WORK TO COMPLETE: Please reproduce every entry, keeping each one exact.
= = =
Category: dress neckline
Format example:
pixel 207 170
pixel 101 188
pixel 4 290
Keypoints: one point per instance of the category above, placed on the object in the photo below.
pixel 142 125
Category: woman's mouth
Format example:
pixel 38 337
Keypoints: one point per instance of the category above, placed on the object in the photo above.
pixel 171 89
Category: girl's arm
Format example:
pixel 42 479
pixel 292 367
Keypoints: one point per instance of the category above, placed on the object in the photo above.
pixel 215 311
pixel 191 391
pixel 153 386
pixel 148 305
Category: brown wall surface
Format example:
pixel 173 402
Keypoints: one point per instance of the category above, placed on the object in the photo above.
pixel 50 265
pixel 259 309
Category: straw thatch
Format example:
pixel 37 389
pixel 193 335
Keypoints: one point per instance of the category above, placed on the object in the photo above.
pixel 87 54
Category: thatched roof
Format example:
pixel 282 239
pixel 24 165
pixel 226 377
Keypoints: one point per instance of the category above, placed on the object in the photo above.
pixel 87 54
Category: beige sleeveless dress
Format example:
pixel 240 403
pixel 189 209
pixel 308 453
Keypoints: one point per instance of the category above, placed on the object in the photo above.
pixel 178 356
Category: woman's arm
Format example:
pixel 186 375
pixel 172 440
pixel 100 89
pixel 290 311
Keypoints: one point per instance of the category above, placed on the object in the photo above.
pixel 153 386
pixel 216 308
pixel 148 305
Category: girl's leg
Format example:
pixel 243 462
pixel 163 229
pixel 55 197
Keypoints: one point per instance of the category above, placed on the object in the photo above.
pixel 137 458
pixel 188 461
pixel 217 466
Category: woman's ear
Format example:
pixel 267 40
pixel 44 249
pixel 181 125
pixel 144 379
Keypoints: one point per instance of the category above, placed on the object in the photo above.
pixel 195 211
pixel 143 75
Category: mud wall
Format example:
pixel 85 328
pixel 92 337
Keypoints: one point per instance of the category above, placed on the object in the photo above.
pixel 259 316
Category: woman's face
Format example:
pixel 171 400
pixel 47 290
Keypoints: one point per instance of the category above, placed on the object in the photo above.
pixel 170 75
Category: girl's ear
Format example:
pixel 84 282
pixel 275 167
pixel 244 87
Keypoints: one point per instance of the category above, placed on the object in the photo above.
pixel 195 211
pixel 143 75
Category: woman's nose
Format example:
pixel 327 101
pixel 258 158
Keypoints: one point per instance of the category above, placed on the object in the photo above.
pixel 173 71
= = =
YOUR SOLUTION:
Category: dress neckline
Format example:
pixel 207 170
pixel 101 188
pixel 4 290
Keypoints: one point per instance of the category above, placed on the object in the photo below.
pixel 142 125
Category: woman's mouth
Format example:
pixel 38 337
Keypoints: one point per instance of the category above, placed on the object in the photo above.
pixel 171 89
Category: girl's arm
Format example:
pixel 42 479
pixel 292 367
Keypoints: one point per instance of the category above, placed on the object in the photo above.
pixel 215 311
pixel 191 391
pixel 153 386
pixel 148 305
Category: brown wall surface
Format example:
pixel 173 402
Keypoints: one point per instance of the category above, placed on the object in the photo above.
pixel 50 265
pixel 259 309
Category: straw thatch
Format example:
pixel 37 389
pixel 193 335
Keypoints: one point per instance of the category above, placed on the object in the photo above.
pixel 87 54
Category: thatched roof
Format example:
pixel 282 239
pixel 24 165
pixel 226 377
Keypoints: one point per instance of the category above, placed on the object in the photo above.
pixel 87 54
Category: beige sleeveless dress
Format example:
pixel 240 403
pixel 189 209
pixel 308 453
Keypoints: one point per instance of the category above, placed on the object in the photo above.
pixel 178 356
Category: woman's arm
Format example:
pixel 186 375
pixel 172 440
pixel 100 89
pixel 290 311
Keypoints: one point per instance of the category above, placed on the object in the photo above.
pixel 153 386
pixel 216 308
pixel 148 305
Category: girl's leg
Format example:
pixel 243 462
pixel 163 229
pixel 55 197
Keypoints: one point per instance of the category above, placed on the object in the photo above.
pixel 137 458
pixel 188 461
pixel 217 466
Category: woman's ear
Format example:
pixel 267 40
pixel 44 249
pixel 181 125
pixel 144 379
Keypoints: one point per instance of the category above, placed on the object in the photo above.
pixel 195 211
pixel 143 75
Category: mud wall
Format example:
pixel 85 328
pixel 92 337
Keypoints: one point per instance of the category above, placed on the object in the photo above.
pixel 259 316
Category: woman's face
Format example:
pixel 171 400
pixel 47 290
Keypoints: one point per instance of the category above, placed on the object in the photo above.
pixel 170 75
Category: girl's ear
Format example:
pixel 84 282
pixel 275 167
pixel 244 87
Keypoints: one point per instance of the category above, placed on the object in the photo above.
pixel 195 211
pixel 143 75
Category: woman's nose
Format example:
pixel 327 101
pixel 258 158
Keypoints: one point per instance of the category above, placed on the object in the photo above.
pixel 173 71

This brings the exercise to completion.